**TEXT PROVIDED:**
Finally, the benefits of using this approach in terms of analytical performance are demonstrated by the detection of ascorbic acid as reference analyte.
Experimental
Chemicals and reagents
Three different commercial MWCNTs were used in this research. MWCNT-1 was provided by HELIX Material Solutions (Richardson, TX, USA) and its physical properties are >95 % of carbon purity, 10–20 nm of length and 1–2 μm on diameter. The physical properties of MWCNT-2, provided by SES Research (Houston, TX, USA), were >95 % of carbon purity, 10–30 nm of outer diameter and has about 5–15 μm of length. Finally, MWCNT-3 from Sigma-Aldrich (St. Louis, MO, USA) has >95 % of carbon purity, about 6–9 nm of outer diameter and 5 μm of length. All of them were produced using a chemical vapor deposition (CVD) method. Epotek H77A and its corresponding hardener Epotek H77B, from Epoxy Technology (Billerica, MA, USA), were used as polymeric matrix. All solutions were prepared using deionised water from a Milli-Q system (Millipore, Billerica, MA, USA). Potassium ferricyanide/ferrocyanide (99.8 %), ascorbic acid (99.5 %), potassium nitrate (99.0 %), potassium chloride (99.5 %), and nitric acid (65 %) were purchased from Sigma-Aldrich (St. Louis, MO, USA).

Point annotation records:
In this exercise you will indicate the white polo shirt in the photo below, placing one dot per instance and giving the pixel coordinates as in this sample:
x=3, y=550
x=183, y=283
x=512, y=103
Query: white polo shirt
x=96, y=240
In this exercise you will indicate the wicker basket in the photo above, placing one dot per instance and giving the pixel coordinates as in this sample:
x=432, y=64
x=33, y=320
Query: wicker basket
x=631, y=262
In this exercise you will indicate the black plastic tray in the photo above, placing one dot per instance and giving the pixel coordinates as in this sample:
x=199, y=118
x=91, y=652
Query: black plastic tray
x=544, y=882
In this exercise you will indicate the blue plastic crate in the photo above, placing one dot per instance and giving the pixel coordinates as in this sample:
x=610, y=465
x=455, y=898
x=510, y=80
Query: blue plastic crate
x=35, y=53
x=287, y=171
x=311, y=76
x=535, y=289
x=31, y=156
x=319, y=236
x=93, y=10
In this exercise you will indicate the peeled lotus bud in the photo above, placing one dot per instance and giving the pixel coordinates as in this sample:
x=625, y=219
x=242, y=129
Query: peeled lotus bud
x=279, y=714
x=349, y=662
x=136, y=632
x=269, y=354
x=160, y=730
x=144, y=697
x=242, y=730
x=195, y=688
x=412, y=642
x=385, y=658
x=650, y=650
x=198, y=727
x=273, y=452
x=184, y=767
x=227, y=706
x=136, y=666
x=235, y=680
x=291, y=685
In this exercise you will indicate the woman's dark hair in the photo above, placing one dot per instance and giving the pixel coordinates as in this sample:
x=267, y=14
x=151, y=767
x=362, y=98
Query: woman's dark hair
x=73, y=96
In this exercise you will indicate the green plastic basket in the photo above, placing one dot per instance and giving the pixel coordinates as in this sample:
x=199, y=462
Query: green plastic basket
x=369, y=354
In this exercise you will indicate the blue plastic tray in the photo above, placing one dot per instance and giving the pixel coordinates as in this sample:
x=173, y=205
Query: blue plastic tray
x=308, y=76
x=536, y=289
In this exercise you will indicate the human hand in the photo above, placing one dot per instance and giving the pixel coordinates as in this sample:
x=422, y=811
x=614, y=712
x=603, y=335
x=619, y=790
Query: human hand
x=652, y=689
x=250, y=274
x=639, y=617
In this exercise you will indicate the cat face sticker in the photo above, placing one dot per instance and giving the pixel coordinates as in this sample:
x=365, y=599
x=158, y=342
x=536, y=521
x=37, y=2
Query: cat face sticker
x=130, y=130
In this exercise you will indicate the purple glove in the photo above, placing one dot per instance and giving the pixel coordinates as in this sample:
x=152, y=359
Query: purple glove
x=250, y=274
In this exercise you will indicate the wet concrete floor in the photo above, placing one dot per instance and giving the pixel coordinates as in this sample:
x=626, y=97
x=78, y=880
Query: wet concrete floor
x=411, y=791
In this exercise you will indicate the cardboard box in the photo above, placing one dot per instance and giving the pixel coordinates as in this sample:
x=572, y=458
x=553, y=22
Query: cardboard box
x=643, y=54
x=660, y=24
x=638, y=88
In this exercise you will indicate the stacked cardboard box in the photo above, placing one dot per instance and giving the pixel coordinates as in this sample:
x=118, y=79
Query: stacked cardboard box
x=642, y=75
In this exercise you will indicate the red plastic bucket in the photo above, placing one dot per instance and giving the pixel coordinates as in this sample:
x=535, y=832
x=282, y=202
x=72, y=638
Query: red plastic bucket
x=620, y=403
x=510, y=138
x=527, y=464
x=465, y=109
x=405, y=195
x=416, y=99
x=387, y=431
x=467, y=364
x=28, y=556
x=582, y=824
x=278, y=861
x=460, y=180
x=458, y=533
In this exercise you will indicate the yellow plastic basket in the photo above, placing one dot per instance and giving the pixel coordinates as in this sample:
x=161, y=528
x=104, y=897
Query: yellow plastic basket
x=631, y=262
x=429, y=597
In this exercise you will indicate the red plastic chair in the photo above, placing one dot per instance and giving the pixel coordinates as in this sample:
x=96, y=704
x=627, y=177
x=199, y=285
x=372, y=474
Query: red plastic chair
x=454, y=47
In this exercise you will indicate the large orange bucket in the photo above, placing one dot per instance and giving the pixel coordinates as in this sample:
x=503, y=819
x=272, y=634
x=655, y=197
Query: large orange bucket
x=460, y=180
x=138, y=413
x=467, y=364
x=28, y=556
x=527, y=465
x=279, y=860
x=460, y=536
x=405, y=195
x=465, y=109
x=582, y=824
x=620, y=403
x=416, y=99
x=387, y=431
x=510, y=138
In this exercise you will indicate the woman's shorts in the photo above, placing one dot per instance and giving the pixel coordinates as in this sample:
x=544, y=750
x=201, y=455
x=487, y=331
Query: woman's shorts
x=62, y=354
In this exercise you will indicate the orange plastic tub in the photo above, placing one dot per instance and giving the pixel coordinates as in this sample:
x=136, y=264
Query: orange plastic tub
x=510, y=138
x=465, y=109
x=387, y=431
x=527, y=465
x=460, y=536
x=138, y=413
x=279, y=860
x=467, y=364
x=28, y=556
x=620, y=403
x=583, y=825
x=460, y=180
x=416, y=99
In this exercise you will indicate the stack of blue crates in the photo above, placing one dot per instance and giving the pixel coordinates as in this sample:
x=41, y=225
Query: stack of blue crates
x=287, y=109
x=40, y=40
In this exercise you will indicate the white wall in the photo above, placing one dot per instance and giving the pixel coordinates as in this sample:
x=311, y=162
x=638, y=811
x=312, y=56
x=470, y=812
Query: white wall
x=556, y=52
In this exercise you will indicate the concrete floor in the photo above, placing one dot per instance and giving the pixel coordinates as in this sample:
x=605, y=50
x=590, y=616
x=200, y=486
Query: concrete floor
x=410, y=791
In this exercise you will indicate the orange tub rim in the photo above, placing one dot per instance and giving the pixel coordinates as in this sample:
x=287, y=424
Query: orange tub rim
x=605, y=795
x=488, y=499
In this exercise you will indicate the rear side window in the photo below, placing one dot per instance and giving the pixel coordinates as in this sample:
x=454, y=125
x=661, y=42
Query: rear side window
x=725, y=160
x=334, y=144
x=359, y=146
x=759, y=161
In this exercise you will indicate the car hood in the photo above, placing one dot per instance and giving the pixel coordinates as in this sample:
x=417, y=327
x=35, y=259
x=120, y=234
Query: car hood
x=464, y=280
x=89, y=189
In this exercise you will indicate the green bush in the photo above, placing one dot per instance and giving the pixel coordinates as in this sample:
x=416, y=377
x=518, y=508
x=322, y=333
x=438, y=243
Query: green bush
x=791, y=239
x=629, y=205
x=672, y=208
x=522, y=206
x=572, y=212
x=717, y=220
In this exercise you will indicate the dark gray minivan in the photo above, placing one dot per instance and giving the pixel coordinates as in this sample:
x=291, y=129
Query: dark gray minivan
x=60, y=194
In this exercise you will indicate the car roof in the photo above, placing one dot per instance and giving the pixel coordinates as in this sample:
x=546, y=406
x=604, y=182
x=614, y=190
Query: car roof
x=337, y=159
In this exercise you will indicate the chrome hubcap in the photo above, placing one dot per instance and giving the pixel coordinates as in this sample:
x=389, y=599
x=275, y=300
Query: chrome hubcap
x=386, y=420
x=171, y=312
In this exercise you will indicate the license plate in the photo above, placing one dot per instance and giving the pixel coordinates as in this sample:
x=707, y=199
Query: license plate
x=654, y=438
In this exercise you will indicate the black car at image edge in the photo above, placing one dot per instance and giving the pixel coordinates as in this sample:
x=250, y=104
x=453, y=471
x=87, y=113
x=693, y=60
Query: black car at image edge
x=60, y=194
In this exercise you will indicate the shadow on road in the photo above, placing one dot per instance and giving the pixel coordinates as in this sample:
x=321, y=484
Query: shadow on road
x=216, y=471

**WHAT THE EXERCISE ASKS:**
Using the nanotube chemicals text, answer each question below on its own line.
(a) Which company provided MWCNT-2?
(b) What method was used to produce all three MWCNTs?
(c) Which analyte serves as the reference for demonstrating analytical performance?

**EXERCISE OUTPUT:**
(a) SES Research (Houston, TX, USA)
(b) A chemical vapor deposition (CVD) method
(c) Ascorbic acid